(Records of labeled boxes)

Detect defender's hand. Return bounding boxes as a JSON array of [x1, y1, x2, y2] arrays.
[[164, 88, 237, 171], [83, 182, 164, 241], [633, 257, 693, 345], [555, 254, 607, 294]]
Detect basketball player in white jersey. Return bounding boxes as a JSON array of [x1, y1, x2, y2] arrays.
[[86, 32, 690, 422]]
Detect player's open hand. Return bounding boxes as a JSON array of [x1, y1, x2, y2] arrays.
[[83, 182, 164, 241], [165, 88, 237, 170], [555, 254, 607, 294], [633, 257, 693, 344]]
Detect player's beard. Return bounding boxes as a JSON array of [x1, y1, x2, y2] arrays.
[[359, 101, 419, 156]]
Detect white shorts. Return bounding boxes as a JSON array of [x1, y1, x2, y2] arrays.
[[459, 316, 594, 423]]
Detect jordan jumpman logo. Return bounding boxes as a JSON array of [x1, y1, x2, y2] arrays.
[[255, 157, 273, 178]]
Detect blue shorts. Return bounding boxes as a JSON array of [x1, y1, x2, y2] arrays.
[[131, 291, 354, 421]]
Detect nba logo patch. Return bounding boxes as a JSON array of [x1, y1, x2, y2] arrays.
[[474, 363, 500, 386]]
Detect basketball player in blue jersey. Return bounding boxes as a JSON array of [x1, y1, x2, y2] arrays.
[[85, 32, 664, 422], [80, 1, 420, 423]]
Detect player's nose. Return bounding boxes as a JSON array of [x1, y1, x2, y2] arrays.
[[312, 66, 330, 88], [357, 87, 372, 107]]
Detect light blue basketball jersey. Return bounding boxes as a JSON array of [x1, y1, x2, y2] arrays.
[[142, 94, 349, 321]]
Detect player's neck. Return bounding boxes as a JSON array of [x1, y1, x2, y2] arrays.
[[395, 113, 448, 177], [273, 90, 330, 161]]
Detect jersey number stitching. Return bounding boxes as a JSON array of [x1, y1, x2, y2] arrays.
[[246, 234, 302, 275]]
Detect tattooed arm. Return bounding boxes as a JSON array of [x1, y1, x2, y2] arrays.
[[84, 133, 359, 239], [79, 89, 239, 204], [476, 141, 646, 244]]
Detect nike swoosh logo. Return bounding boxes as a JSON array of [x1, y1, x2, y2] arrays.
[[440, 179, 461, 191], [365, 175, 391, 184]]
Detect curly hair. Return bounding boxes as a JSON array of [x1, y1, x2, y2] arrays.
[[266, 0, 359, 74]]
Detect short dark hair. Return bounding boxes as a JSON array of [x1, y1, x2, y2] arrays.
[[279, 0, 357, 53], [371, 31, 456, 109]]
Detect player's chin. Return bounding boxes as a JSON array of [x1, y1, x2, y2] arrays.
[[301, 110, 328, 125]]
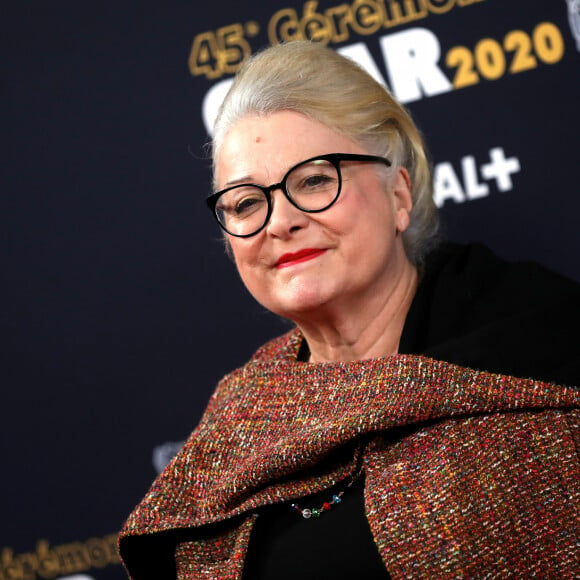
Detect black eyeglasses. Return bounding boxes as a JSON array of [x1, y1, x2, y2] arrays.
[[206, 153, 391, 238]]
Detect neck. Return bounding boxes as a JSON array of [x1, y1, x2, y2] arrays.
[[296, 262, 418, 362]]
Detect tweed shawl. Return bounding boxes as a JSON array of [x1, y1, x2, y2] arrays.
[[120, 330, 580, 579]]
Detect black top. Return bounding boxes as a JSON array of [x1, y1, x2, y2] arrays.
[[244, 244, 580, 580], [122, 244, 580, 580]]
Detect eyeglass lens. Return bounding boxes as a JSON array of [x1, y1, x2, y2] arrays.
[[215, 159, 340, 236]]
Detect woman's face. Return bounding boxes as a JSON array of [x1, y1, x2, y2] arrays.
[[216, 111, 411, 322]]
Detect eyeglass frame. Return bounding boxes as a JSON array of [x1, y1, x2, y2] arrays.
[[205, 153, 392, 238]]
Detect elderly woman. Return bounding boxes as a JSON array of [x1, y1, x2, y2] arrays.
==
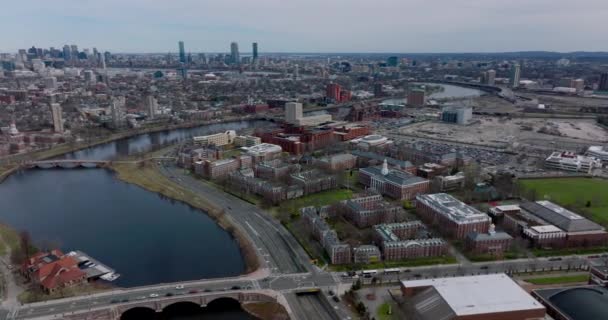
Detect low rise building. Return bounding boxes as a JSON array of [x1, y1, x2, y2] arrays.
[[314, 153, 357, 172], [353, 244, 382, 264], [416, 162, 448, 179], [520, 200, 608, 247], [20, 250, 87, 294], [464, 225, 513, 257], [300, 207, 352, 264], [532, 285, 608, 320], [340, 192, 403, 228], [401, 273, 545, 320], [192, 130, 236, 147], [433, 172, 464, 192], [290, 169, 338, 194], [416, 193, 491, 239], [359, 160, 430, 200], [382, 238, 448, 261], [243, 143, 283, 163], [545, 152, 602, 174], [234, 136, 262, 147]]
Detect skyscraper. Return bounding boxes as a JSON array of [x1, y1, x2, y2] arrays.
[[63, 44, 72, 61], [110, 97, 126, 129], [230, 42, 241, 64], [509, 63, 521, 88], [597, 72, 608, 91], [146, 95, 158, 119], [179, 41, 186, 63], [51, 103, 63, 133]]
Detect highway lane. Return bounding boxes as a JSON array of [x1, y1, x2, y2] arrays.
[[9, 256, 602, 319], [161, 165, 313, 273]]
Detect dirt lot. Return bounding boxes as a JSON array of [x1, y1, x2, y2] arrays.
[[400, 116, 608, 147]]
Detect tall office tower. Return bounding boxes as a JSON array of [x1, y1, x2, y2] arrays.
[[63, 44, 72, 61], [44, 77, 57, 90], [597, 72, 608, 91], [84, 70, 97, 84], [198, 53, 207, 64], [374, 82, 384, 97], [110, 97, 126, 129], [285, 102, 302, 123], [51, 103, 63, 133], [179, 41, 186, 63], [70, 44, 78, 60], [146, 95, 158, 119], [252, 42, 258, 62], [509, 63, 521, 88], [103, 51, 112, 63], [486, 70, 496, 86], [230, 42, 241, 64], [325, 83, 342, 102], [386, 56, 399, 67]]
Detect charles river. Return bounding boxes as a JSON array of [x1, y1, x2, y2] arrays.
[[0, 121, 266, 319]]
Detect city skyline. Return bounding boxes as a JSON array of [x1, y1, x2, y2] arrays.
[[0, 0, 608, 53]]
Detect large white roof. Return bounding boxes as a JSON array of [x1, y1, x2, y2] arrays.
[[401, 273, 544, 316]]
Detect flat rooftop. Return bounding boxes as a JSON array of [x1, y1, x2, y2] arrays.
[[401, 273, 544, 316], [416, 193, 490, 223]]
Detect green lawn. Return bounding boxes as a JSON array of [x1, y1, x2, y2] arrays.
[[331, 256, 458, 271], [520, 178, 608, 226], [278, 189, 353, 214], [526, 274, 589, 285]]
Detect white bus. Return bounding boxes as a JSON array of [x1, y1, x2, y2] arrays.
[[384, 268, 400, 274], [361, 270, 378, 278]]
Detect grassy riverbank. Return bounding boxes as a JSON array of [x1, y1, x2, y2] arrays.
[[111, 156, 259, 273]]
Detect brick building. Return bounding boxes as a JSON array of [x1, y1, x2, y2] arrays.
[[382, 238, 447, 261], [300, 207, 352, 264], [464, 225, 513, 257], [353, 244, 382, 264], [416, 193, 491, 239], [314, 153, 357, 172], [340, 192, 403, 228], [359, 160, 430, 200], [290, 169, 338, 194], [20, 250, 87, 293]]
==
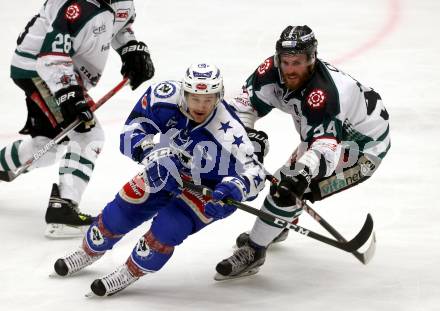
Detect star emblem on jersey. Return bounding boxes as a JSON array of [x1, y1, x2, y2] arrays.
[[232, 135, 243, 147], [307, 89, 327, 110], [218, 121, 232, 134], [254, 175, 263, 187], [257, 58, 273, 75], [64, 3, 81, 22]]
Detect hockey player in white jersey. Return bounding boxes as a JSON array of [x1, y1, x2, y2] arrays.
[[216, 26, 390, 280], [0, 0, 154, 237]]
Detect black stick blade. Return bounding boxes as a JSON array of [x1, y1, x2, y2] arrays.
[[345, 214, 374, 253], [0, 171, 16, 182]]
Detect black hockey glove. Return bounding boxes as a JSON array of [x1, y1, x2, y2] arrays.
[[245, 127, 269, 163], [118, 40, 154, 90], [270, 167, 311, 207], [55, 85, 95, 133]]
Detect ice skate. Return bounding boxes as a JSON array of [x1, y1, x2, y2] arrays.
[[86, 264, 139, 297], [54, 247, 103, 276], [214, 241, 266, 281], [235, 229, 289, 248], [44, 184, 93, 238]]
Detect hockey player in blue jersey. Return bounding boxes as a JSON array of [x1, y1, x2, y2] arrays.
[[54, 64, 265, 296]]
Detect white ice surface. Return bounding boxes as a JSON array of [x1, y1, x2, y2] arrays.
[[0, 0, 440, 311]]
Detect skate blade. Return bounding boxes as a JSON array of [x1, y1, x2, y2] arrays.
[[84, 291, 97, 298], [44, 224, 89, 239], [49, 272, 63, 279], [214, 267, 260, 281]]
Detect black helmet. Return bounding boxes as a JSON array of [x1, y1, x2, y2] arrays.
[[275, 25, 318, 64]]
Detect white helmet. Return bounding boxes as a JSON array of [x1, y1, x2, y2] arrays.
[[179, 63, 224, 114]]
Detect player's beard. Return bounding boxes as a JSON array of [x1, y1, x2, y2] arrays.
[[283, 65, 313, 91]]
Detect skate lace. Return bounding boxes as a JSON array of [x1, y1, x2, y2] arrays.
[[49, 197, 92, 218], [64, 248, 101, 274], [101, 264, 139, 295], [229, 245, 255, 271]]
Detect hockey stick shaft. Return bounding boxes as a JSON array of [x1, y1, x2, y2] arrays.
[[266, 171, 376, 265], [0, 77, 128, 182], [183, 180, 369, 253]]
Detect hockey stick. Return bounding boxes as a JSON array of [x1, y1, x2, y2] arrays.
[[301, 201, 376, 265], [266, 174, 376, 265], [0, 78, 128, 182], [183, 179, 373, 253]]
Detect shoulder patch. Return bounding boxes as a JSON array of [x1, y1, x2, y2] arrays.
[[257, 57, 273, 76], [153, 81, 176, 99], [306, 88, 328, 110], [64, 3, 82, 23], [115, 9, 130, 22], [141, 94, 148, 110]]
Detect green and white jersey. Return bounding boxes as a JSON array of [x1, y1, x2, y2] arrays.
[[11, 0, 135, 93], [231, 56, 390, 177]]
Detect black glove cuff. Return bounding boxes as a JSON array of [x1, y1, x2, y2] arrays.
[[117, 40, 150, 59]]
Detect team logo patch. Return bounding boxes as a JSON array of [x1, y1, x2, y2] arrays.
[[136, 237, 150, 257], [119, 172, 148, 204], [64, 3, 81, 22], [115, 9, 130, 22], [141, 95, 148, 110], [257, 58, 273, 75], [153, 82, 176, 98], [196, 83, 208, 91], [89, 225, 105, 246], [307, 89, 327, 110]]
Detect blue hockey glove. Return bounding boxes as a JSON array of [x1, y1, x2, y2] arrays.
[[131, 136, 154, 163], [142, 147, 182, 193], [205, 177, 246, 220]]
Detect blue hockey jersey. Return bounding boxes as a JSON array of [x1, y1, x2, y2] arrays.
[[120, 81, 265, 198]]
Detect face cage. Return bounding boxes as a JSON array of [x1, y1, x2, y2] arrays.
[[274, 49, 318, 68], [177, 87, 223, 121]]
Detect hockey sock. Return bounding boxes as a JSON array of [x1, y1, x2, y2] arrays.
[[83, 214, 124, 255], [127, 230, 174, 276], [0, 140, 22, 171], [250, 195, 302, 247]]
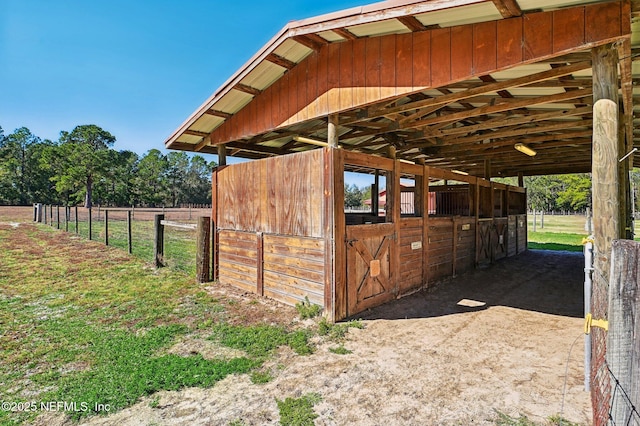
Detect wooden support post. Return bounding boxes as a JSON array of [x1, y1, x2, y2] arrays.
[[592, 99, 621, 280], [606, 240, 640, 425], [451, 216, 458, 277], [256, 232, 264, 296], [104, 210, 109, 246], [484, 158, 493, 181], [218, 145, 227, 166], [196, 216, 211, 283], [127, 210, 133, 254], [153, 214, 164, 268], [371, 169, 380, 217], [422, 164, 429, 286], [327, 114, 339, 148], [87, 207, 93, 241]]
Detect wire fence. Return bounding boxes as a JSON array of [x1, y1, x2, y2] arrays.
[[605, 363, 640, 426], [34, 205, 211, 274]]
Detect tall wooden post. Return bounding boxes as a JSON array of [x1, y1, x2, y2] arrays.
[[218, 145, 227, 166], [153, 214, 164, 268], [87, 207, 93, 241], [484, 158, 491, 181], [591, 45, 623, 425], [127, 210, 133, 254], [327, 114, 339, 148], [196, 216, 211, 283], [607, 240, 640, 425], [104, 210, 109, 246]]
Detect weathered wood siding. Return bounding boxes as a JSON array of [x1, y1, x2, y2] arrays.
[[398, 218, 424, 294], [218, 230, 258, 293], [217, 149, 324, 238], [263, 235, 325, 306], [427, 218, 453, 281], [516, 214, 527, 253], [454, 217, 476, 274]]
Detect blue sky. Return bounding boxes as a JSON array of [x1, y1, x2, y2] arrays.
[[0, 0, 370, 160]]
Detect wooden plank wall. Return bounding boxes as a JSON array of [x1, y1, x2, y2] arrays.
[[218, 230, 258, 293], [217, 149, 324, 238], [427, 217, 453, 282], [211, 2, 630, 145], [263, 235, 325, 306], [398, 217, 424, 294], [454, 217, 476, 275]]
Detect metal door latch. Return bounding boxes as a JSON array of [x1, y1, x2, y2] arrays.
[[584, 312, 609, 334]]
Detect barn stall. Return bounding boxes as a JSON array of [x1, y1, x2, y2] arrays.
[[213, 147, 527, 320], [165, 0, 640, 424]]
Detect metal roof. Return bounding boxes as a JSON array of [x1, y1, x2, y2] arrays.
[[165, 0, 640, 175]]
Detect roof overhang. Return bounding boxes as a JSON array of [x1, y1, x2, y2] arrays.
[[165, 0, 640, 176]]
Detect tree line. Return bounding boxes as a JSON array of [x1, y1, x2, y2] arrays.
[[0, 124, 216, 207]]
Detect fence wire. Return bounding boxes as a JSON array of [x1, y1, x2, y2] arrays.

(What is asked)
Please gather every line of the data above that contains the string "shorts", treating uppercase and lowercase as different.

(Completed task)
Detect white shorts. Return bounding boxes as a JSON array of [x1, y1, x2, y2] arrays.
Detect blue shorts. Return bounding boxes as a JSON array of [x1, y1, x2, y2] arrays.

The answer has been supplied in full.